Exercise prompt: Transcribe all of the data below line for line, leaving out the pictures.

** Start of Raw data **

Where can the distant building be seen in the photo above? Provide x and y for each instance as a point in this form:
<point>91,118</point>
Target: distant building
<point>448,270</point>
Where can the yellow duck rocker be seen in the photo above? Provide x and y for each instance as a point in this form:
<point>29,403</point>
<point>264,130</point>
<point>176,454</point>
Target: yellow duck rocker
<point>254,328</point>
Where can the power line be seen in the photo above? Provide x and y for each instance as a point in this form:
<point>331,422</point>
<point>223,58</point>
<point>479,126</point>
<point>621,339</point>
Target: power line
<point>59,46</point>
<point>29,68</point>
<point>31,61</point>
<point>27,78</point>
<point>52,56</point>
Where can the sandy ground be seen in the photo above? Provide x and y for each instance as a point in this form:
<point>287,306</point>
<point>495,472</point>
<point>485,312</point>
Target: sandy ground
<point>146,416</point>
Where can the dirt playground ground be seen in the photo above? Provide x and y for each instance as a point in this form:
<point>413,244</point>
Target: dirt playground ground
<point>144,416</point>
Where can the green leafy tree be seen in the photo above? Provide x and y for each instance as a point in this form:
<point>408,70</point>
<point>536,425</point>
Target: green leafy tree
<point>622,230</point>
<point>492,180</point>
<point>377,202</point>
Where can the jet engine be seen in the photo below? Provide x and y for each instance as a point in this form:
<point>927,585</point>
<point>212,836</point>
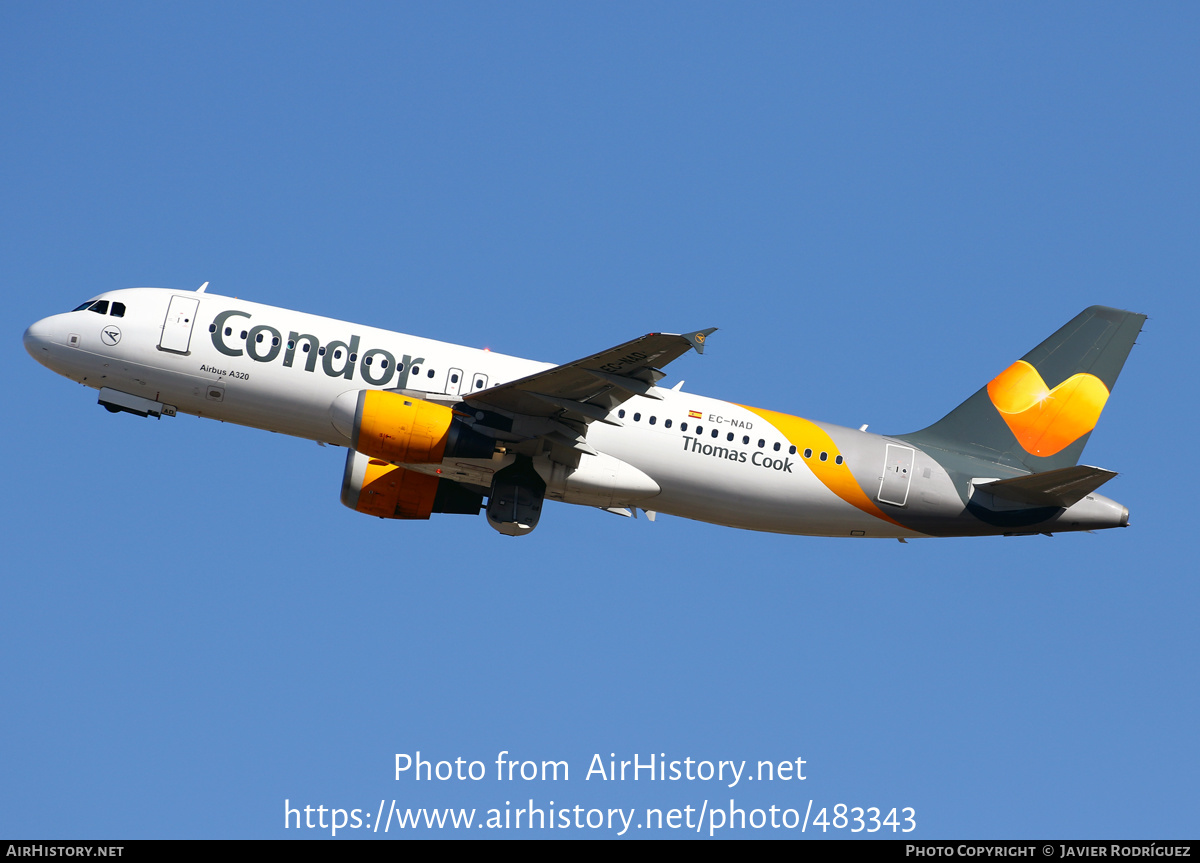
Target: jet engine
<point>402,430</point>
<point>514,504</point>
<point>375,487</point>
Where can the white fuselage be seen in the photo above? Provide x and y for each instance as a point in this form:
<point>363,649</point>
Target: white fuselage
<point>281,370</point>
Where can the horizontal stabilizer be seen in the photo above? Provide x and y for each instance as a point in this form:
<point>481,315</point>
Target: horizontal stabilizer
<point>1062,487</point>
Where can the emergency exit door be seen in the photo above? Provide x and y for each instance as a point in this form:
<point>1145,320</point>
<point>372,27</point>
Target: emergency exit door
<point>897,474</point>
<point>177,329</point>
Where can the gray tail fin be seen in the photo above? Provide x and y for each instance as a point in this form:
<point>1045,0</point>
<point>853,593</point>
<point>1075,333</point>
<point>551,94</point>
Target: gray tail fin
<point>1038,413</point>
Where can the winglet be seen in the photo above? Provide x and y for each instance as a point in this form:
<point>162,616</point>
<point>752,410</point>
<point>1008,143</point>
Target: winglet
<point>699,337</point>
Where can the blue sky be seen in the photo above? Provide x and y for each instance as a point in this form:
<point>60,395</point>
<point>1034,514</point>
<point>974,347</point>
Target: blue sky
<point>879,205</point>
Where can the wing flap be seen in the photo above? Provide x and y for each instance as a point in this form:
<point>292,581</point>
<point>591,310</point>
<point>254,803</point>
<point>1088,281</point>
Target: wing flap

** End of Raw data **

Output of the task:
Where can the distant building be seen in the photo above? Provide x and y for each instance as a point in this form:
<point>91,118</point>
Target: distant building
<point>448,270</point>
Where can the yellow duck rocker be seen in the photo above? Provide x and y for each instance as a point in this form:
<point>29,403</point>
<point>264,130</point>
<point>176,454</point>
Target: yellow duck rocker
<point>254,328</point>
Where can the power line be seen in the photo above? Provide x and y for each instance as a point in this form:
<point>331,422</point>
<point>223,58</point>
<point>479,126</point>
<point>621,339</point>
Target: power line
<point>59,46</point>
<point>29,68</point>
<point>31,61</point>
<point>27,78</point>
<point>52,56</point>
Where can the sandy ground be seen in the photo above? Provide x and y for each instance as a point in this form:
<point>287,306</point>
<point>495,472</point>
<point>485,312</point>
Target: sandy ground
<point>146,416</point>
Where can the dirt playground ground be seen in the photo above? Provide x and y for each instance as a point in this form:
<point>413,244</point>
Target: dirt playground ground
<point>144,416</point>
Where can the green leafy tree be seen in the photo above? Provide x and y for each instance as a point in this form:
<point>408,70</point>
<point>536,425</point>
Target: green leafy tree
<point>622,230</point>
<point>492,180</point>
<point>377,202</point>
Where can the jet engine be seen in the photo below? Provide x and y for each instance as a point in this form:
<point>927,585</point>
<point>212,836</point>
Target: jet engine
<point>402,430</point>
<point>514,504</point>
<point>375,487</point>
Where can the white fuselage be seen in the photo above? Provide x and y for each instance as a point in this form:
<point>363,649</point>
Target: white fuselage
<point>281,370</point>
Where can the horizontal stabilizer be seen in the photo above? Provide x and y for each instance as a point in this form:
<point>481,315</point>
Target: horizontal stabilizer
<point>1062,487</point>
Where can the emergency exit door be seen in the photo above? Provide x and y for each instance as a point in this form:
<point>1145,320</point>
<point>372,27</point>
Target: emergency exit door
<point>897,474</point>
<point>177,329</point>
Where can the gray tail fin be seen in the photo above? Provide x and y for each instance as a point in this form:
<point>1045,0</point>
<point>853,593</point>
<point>1075,333</point>
<point>551,94</point>
Target: gray tail fin
<point>1038,413</point>
Where can the winglet be seen in the photo above? Provide x and y for each instance as a point in this form:
<point>162,616</point>
<point>752,410</point>
<point>1008,143</point>
Target: winglet
<point>699,337</point>
Where can the blue sky be seen in the photo above? Provide x and y for each instance as a point in this form:
<point>60,395</point>
<point>1034,514</point>
<point>974,347</point>
Target: blue sky
<point>879,205</point>
Where can the wing flap be seen in the photo above? Provide x and y for each instance as a point in this form:
<point>292,581</point>
<point>591,310</point>
<point>254,803</point>
<point>1088,281</point>
Target: wing flap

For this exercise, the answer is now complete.